(Stated goal) Express each line of the items below as a JSON list of strings, one string per line, skipping blank lines. Leave the pictures out of the answer.

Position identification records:
+ + + + + + +

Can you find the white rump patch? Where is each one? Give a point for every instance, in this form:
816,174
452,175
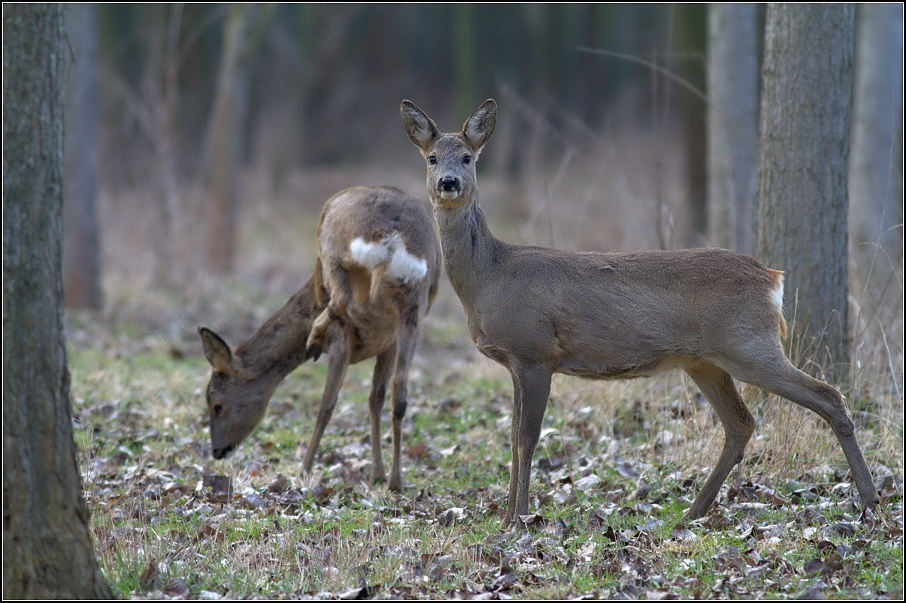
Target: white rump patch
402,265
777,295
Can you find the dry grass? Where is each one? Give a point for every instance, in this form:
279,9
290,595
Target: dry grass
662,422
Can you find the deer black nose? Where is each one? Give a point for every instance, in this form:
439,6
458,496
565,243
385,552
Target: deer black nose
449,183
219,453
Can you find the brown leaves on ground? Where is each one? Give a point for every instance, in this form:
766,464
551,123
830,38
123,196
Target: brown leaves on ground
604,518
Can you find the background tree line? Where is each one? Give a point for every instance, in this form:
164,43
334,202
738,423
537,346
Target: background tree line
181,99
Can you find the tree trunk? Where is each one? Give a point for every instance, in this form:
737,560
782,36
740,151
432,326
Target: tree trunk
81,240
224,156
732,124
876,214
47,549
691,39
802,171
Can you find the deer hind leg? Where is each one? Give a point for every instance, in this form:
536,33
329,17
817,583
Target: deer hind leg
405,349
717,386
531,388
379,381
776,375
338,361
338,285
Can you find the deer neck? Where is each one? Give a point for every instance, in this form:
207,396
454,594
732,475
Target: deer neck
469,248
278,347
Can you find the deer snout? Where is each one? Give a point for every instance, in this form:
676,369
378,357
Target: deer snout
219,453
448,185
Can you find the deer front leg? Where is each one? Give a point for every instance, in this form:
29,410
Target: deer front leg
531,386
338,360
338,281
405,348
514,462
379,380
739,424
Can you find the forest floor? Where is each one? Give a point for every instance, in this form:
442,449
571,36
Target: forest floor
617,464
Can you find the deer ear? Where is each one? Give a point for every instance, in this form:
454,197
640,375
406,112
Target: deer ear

+ + + + + + +

(Solution to this problem)
[
  "Can you find the white rump patch? Where is each one? Give a point for every instance, in this form:",
  "816,174",
  "452,175",
  "Target: white rump patch",
  "402,265",
  "777,295",
  "Can you find the dry grass? Where is each one? Give a point for every instance, in this form:",
  "279,9",
  "290,595",
  "Target: dry grass",
  "662,422",
  "Can you find the deer black nose? Where is each one? Give a point for every instance, in this form:",
  "439,6",
  "458,496",
  "565,243",
  "385,552",
  "Target: deer black nose",
  "449,183",
  "219,453",
  "Can you find the brown leaves on ground? Where is each one? Give a point for every instance, in this form:",
  "766,464",
  "551,123",
  "830,38",
  "123,196",
  "Target: brown leaves on ground",
  "604,518",
  "Can you find the background tree line? Where is each one? Give a point for every instance, in this form:",
  "164,43",
  "334,202",
  "738,423",
  "537,346",
  "Target: background tree line",
  "181,99",
  "Can you find the tree trunk? Where is each one? Give a point for every instance, in this form:",
  "737,560",
  "782,36",
  "740,151",
  "432,326",
  "Target: tree trunk",
  "81,240",
  "224,156",
  "732,124",
  "876,214",
  "47,549",
  "691,39",
  "802,171",
  "Can you find the deer hind leg? Where is each one? Give a point for every instance, in this form:",
  "536,33",
  "329,17",
  "817,583",
  "Target: deer hind leg",
  "405,349",
  "717,386",
  "531,388",
  "379,381",
  "776,375",
  "338,361",
  "338,285",
  "Can you find the deer neck? Where is each one? Give a point for every instance, in this form:",
  "207,396",
  "454,594",
  "732,475",
  "Target: deer neck",
  "469,248",
  "278,347",
  "Can you find the deer snout? Where is each one? Give a point for every instance, in this form:",
  "676,369",
  "378,357",
  "Target: deer snout",
  "219,453",
  "448,185",
  "Can you find the deer front leg? Where is each one? Give a point for every instance, in this form:",
  "29,410",
  "Target: deer front leg",
  "531,386",
  "338,360",
  "338,281",
  "405,348",
  "514,462",
  "379,380",
  "739,424",
  "Can you find the forest floor? Where is each one? Give a point for every instance, in this form:",
  "442,449",
  "571,36",
  "Target: forest floor",
  "617,464",
  "Can you find the deer ear? Where is each one? Give a point for every instance, in this form:",
  "454,197",
  "640,375",
  "406,112",
  "Target: deer ear"
]